··· Material supplied ···

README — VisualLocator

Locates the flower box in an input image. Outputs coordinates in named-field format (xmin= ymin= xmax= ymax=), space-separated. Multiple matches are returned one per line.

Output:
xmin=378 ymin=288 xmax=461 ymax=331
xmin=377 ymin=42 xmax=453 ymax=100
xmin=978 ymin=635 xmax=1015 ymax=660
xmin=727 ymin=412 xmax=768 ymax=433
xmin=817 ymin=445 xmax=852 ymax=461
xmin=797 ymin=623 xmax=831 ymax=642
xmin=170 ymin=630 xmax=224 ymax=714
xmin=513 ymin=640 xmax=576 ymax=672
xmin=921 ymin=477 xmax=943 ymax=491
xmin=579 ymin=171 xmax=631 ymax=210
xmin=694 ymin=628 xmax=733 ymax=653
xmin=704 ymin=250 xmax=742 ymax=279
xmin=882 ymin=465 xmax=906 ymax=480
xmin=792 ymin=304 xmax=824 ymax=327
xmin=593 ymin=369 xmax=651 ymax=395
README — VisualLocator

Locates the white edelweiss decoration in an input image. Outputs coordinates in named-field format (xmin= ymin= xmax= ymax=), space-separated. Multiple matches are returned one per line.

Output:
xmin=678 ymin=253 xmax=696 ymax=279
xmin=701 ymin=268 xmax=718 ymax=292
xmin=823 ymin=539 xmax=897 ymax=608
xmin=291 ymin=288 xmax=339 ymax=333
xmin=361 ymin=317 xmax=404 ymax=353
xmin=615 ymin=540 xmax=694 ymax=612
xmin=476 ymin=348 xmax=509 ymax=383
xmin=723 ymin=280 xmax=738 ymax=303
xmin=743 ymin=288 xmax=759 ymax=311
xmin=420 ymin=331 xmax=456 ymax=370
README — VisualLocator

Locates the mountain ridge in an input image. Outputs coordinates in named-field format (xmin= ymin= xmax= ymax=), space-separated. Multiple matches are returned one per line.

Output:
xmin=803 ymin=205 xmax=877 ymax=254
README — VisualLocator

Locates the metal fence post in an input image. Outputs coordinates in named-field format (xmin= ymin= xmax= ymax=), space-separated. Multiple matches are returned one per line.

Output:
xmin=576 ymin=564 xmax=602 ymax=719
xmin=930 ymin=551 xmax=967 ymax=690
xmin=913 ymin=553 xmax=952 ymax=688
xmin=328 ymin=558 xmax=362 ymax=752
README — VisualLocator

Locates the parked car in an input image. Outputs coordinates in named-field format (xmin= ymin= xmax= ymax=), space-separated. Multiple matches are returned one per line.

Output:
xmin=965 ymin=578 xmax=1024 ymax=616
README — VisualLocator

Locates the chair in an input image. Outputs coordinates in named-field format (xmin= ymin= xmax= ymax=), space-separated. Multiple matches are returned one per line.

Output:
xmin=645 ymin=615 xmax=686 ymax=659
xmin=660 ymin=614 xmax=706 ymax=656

···

Exercise: Look above for the line containing "Locates the flower" and the line containing "Locates the metal". Transcribe both, with the lines between them, exactly.

Answer for the task:
Locates the flower box in an input image. Outputs coordinates in named-field format (xmin= ymin= xmax= ymax=), space-separated. Multiple matches are returned one per line.

Output:
xmin=378 ymin=288 xmax=461 ymax=331
xmin=377 ymin=42 xmax=453 ymax=100
xmin=978 ymin=635 xmax=1015 ymax=660
xmin=727 ymin=412 xmax=768 ymax=433
xmin=817 ymin=445 xmax=852 ymax=461
xmin=797 ymin=623 xmax=831 ymax=642
xmin=170 ymin=630 xmax=224 ymax=714
xmin=513 ymin=640 xmax=576 ymax=672
xmin=921 ymin=477 xmax=943 ymax=491
xmin=579 ymin=171 xmax=631 ymax=210
xmin=694 ymin=628 xmax=733 ymax=653
xmin=704 ymin=250 xmax=742 ymax=279
xmin=882 ymin=465 xmax=906 ymax=480
xmin=792 ymin=304 xmax=824 ymax=327
xmin=593 ymin=369 xmax=651 ymax=395
README — VisualLocator

Locates the white edelweiss decoration in an input image. Outputs coordinates in named-field format (xmin= ymin= xmax= ymax=), space-separated. Multiple matches are returned one per line.

Output:
xmin=678 ymin=253 xmax=696 ymax=279
xmin=701 ymin=268 xmax=718 ymax=292
xmin=823 ymin=539 xmax=897 ymax=608
xmin=291 ymin=288 xmax=339 ymax=333
xmin=361 ymin=317 xmax=404 ymax=353
xmin=615 ymin=540 xmax=694 ymax=612
xmin=476 ymin=348 xmax=509 ymax=383
xmin=723 ymin=280 xmax=738 ymax=303
xmin=743 ymin=288 xmax=759 ymax=311
xmin=420 ymin=331 xmax=456 ymax=370
README — VisualLocator

Locates the mountain ridge in an input image. Outputs coordinates in named-field format (xmin= ymin= xmax= ymax=), space-separated. Multiple matches are returned one per line.

Output:
xmin=803 ymin=205 xmax=877 ymax=254
README — VisualLocator

Locates the metal fence post in an input image. Outputs coordinates in named-field format (xmin= ymin= xmax= ymax=), space-separated. Multiple matches are returned one per line.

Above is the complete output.